What you need to do:
Please repeat the Syria commentary word for word, between "That changed when" and "Our interests overlap.", inclusive.
begin Text passage
What we don't need is an expanded universe of nations and regions we are garrisoning in order to secure their peace at the cost of increasing the threat of possible war for us over things that are none of our business.

Specifically WRT Syria, I've said it a hundred and I'll say it a million times; if it were so important to secure - the area of the West most negatively impacted by the Syrian civil war would have a string of divisions lining the eastern banks of the Euphrates - the Europeans. You see a sprinkling of French there (the former colonial power), but that is about it.

It is only our circus and our monkeys if we stay long enough. Time to go. If we need to come back and break more things and kill more people for a few months, then fine - we'll do it.

I can argue the other side of the argument as well ... but I frankly don't care to any more. I save that energy for IRQ and AFG.

Thursday, December 20, 2018

Operation Inherent Dissolve

My position on intervention in the Syrian Civil War has been roughly consistent. You can click the Syria tab below if you so wish to review back to 2012, or for the executive summary you can read PLAN SALAMANDER from SEP 2015 or Rev. 1 of JUN 2017 later here.

For those in a hurry, here it is; Syria has never been in the USA orbit. As long as her civil war does not impact our national interests, what happens there is not our business as primary lead.

That changed when the Islamic State set up their Caliphate. As we did in Iraq, we partnered with the most reliable native ground force opposing them. In Syria, we rightfully decided that we would eliminate ISIS from the Euphrates valley and east to the Iraqi border. The rest of Syrian territory would be the concern of the Syrians themselves and their allies. The Syrian government was and is, without question, the only non-Kurdish force in Syria that protected religious minority Christians and Druse (being led by a minority Shia sect themselves). Our interests overlap.

Outside a small pocket, the Islamic State’s Caliphate is gone. The local forces are in a position to deal with them from here and to work out a post-civil war arrangement with the Syrian government.

That is it. Our Objectives and End States have been achieved. Full stop. Let’s go home before some underemployed good idea fairy comes up with a Sequel Plan.

We are a republic, not an empire. It is neither our responsibility or requirement to garrison the entire world to make them behave themselves. When we do that, we are rarely good at it. In the post WWII era, at best we create a chain of frozen conflicts – at worst we lose or create the conditions for future conflict. We have very few successful adventures. Off the top of my head, I can think of Grenada. DESERT STORM seems a “win” but with hindsight of follow-on events, perhaps not. We can call it a draw.
end Text passage
begin Records shown
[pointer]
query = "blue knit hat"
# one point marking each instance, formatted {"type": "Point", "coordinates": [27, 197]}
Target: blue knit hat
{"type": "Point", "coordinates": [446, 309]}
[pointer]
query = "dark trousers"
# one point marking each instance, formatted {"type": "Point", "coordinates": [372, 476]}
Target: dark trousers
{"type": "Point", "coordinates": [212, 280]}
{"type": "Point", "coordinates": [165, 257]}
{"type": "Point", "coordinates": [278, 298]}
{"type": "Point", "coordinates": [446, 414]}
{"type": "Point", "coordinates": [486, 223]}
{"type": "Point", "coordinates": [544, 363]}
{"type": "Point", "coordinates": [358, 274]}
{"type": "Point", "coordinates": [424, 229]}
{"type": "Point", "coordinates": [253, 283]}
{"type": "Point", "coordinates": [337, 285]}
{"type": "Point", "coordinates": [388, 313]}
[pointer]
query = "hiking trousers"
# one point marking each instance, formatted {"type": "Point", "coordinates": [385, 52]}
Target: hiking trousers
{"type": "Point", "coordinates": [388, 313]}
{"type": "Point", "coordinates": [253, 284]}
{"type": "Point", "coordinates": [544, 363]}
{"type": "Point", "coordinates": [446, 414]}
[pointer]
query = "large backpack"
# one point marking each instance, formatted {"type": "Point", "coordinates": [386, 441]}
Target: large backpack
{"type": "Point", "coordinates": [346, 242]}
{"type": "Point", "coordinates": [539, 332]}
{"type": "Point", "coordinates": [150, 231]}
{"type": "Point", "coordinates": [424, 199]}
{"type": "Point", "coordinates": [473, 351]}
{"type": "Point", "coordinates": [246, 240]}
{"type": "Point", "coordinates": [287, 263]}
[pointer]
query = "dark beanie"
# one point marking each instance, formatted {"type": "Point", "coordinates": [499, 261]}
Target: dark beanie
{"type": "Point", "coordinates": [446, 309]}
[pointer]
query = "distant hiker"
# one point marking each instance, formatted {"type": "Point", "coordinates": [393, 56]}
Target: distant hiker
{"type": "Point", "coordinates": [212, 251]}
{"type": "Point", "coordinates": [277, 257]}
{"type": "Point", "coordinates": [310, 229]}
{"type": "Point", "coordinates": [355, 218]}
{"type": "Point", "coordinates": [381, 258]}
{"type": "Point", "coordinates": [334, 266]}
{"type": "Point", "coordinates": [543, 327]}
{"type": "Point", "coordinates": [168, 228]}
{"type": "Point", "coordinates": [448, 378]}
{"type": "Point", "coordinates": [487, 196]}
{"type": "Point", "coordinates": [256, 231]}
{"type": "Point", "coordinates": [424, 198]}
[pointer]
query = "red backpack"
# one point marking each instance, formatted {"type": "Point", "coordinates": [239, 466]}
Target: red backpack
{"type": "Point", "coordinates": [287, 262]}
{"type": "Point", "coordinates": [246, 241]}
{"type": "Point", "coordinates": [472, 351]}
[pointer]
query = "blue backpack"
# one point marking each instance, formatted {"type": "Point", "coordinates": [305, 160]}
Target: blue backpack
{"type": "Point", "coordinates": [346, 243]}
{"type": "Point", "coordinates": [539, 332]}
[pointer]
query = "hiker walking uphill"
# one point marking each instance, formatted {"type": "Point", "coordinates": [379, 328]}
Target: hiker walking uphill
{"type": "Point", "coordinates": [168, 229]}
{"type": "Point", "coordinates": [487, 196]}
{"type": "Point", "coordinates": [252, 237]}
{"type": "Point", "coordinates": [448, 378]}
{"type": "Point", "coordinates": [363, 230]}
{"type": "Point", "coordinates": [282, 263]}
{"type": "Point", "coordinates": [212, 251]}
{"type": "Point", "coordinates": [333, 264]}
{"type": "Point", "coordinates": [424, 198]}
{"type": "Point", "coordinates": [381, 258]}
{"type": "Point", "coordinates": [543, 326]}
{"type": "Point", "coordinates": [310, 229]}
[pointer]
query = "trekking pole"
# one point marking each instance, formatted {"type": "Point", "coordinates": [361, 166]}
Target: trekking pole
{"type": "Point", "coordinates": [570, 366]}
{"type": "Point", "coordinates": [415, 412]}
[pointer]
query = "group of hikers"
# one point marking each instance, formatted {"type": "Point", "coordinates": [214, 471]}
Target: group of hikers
end Records shown
Finished exercise:
That changed when the Islamic State set up their Caliphate. As we did in Iraq, we partnered with the most reliable native ground force opposing them. In Syria, we rightfully decided that we would eliminate ISIS from the Euphrates valley and east to the Iraqi border. The rest of Syrian territory would be the concern of the Syrians themselves and their allies. The Syrian government was and is, without question, the only non-Kurdish force in Syria that protected religious minority Christians and Druse (being led by a minority Shia sect themselves). Our interests overlap.